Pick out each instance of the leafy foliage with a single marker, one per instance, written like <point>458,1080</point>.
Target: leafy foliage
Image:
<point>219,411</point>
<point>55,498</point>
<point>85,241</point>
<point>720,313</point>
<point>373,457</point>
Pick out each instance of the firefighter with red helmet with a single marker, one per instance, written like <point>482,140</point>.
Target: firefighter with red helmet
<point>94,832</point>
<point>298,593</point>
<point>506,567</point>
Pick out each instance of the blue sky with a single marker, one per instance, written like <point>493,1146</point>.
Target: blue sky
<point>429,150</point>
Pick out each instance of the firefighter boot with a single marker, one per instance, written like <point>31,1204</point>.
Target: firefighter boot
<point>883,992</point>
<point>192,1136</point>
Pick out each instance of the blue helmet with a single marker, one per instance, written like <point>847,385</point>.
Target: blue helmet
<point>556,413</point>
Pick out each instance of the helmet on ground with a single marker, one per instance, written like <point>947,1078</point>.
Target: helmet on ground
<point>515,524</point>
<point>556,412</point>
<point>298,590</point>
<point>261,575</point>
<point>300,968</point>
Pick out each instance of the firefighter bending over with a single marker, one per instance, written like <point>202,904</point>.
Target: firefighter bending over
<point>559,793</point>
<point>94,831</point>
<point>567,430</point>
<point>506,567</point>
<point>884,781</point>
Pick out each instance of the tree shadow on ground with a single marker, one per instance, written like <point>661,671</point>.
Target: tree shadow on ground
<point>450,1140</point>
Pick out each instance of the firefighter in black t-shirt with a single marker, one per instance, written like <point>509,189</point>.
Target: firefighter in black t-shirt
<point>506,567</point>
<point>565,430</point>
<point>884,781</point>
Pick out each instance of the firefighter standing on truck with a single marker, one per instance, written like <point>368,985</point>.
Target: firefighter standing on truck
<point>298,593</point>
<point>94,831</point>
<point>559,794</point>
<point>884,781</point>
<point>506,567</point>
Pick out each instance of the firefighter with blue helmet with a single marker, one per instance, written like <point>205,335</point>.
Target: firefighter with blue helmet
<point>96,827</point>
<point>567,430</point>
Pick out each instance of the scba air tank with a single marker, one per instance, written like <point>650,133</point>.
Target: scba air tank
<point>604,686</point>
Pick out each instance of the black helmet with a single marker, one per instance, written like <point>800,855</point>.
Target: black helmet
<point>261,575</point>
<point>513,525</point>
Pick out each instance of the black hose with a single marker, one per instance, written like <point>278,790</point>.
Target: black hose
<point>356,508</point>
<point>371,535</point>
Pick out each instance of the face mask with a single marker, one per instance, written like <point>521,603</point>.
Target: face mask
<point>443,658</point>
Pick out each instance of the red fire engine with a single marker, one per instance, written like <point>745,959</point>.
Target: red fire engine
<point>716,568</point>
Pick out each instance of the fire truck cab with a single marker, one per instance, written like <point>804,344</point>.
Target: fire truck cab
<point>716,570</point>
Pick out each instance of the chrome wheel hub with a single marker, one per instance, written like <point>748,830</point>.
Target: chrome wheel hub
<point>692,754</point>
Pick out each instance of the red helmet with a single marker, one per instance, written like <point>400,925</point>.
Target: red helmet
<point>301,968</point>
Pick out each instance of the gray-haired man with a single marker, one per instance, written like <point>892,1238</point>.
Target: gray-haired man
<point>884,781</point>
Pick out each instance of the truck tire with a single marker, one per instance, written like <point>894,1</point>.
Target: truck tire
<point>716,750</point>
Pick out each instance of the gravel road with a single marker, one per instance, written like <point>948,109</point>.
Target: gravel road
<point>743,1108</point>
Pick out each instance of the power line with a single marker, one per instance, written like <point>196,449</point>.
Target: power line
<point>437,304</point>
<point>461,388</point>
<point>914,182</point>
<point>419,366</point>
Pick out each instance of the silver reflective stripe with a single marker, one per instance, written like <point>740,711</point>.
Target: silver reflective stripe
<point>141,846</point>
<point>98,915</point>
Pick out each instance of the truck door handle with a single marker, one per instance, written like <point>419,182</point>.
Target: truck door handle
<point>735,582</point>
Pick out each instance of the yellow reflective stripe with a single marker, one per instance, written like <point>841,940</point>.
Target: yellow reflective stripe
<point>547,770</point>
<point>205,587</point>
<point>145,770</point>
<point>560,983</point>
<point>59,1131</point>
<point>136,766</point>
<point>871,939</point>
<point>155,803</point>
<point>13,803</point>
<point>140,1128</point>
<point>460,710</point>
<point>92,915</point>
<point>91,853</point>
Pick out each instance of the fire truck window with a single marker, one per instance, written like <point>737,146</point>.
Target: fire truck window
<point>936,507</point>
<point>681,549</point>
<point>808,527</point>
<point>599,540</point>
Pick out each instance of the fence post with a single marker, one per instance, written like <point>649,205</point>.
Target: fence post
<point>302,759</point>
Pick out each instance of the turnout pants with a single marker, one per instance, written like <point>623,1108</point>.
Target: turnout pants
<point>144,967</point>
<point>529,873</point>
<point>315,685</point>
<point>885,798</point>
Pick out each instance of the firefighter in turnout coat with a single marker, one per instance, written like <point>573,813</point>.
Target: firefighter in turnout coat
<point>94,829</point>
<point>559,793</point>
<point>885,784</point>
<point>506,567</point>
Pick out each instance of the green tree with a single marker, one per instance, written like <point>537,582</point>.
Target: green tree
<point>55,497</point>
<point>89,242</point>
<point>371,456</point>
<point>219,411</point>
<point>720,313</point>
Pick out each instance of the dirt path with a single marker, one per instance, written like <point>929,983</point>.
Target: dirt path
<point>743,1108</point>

####

*GIVEN TASK*: Copy every line of the records above character for character, in the same order.

*ANSWER TO THIS EXERCISE*:
Pick out each instance of the leafy foliage with a single marker, one per instance, written like <point>458,1080</point>.
Target: leafy foliage
Image:
<point>219,411</point>
<point>55,498</point>
<point>85,241</point>
<point>720,313</point>
<point>373,457</point>
Pick out each instance of the firefighter with red helmet with a single marker, one per instance, written like <point>482,140</point>.
Target: firefighter with red helmet
<point>94,832</point>
<point>298,593</point>
<point>506,567</point>
Pick out each instance of the blue sky with a single marker, one per instance, written like <point>493,1146</point>.
Target: blue sky
<point>429,150</point>
Pick out each instance of the firefighter boot with a single marker, one per instance, written like <point>31,1204</point>.
Target: firefighter boot
<point>883,992</point>
<point>192,1136</point>
Pick out each instance of the blue helmet with a single marker, one per instance, written like <point>847,385</point>.
Target: blue helmet
<point>556,413</point>
Pick out each instance of the helmet on ground with a single marker, one per instance, written like <point>947,1078</point>.
Target: helmet on ground
<point>515,524</point>
<point>556,412</point>
<point>298,590</point>
<point>261,575</point>
<point>300,968</point>
Pick out each instance of the firefighter bending over with a single marker, one per instance, written like <point>202,904</point>.
Target: firefighter bending over
<point>559,793</point>
<point>94,831</point>
<point>567,430</point>
<point>506,567</point>
<point>884,781</point>
Pick out each instance of the tree shadow on ground with a single marker, one per instance, written like <point>661,671</point>.
Target: tree shadow on ground
<point>450,1140</point>
Pick out each instance of the firefighter in black t-shirt with a single marker, one per instance, written like <point>509,189</point>.
Target: firefighter in black t-shirt
<point>506,567</point>
<point>565,430</point>
<point>884,781</point>
Pick out each instance of the firefighter standing on truck with a single marker, one per instance, written like <point>368,985</point>.
Target: firefighter standing on truck
<point>298,593</point>
<point>94,831</point>
<point>559,794</point>
<point>884,781</point>
<point>506,567</point>
Pick out each instance of the firefighter with blue helmet with a single marker, one per instance, written like <point>205,335</point>.
Target: firefighter with blue helmet
<point>96,827</point>
<point>567,430</point>
Pick out each instance of the scba air tank with a single marker, one per instance, written like <point>650,133</point>.
Target: scba air tank
<point>604,686</point>
Pick out each instance of the black helmet with a single marker, one per instance, written like <point>800,855</point>.
Target: black helmet
<point>261,575</point>
<point>513,525</point>
Pick out each instance of the black hose with a single marker, one per instance, written like <point>278,790</point>.
Target: black hose
<point>356,508</point>
<point>371,535</point>
Pick out each instance of the face mask with a single marker, one per instance, written like <point>521,603</point>.
Target: face mask
<point>443,658</point>
Pick out each instance of the red fire engine with a single marker, one per instance, written like <point>745,959</point>.
Target: red fire engine
<point>716,568</point>
Pick out each instance of the fire truck cab with a single marker, one per instance, written like <point>804,344</point>.
Target: fire truck cab
<point>716,570</point>
Pick out each instance of the chrome wheel hub with a single marker, one per instance, written like <point>748,830</point>.
Target: chrome wheel hub
<point>692,754</point>
Pick out each instance of the red helmet with a single marker, one per instance, written like <point>400,925</point>.
Target: red helmet
<point>301,968</point>
Pick out each instance of the gray-haired man with a single marker, one per instance, written like <point>892,1238</point>.
Target: gray-haired man
<point>884,781</point>
Pick out each instance of the truck tire with a single marker, one per instance, written like <point>894,1</point>.
Target: truck tire
<point>716,750</point>
Pick out each instance of the gravel road with a single marker, one per instance, written like <point>948,109</point>.
Target: gravel road
<point>743,1108</point>
Pick out each instance of the power line with a single marker, one per instance, written like <point>196,449</point>.
Target: power line
<point>437,304</point>
<point>461,388</point>
<point>914,182</point>
<point>419,366</point>
Pick out each instance of the silver reflective stripe with a single marker, one per instance, written like <point>740,711</point>.
Target: silver reflective stripe
<point>141,846</point>
<point>98,915</point>
Pick out each instance of the truck door handle with a single marker, one per instance, written like <point>419,182</point>.
Target: truck door handle
<point>735,582</point>
Pick out each instance of the yellow reflective stripe with a single marker, one per instance, written like <point>841,940</point>.
Target: yellow reflective stripe
<point>547,770</point>
<point>205,587</point>
<point>145,770</point>
<point>560,983</point>
<point>59,1131</point>
<point>136,766</point>
<point>871,939</point>
<point>155,803</point>
<point>13,803</point>
<point>140,1128</point>
<point>460,710</point>
<point>92,915</point>
<point>91,853</point>
Pick out each instance of the fire truck window with a single marker, one per instance, written like <point>737,146</point>.
Target: fire truck window
<point>936,507</point>
<point>681,549</point>
<point>808,527</point>
<point>599,540</point>
Pick out each instance of the fence post with a single marker, one per instance, written like <point>649,205</point>.
Target: fence post
<point>302,759</point>
Pick out each instance of the turnout pants with a single marker, one per instance, written like <point>623,1108</point>.
Target: turnout pants
<point>144,967</point>
<point>529,873</point>
<point>315,685</point>
<point>885,798</point>
Pick out each instance of the firefighter in turnout coat with a single marker, one per instance, written like <point>573,813</point>.
Target: firefighter in turnout coat
<point>94,829</point>
<point>559,793</point>
<point>885,784</point>
<point>506,567</point>
Pick out each instance of the green tree with a single marker, one per instance, written like <point>537,582</point>.
Target: green tree
<point>55,497</point>
<point>89,242</point>
<point>371,456</point>
<point>219,411</point>
<point>720,313</point>
Pick out each instance of the dirt path with a single marker, one per instance, written like <point>929,983</point>.
Target: dirt path
<point>743,1108</point>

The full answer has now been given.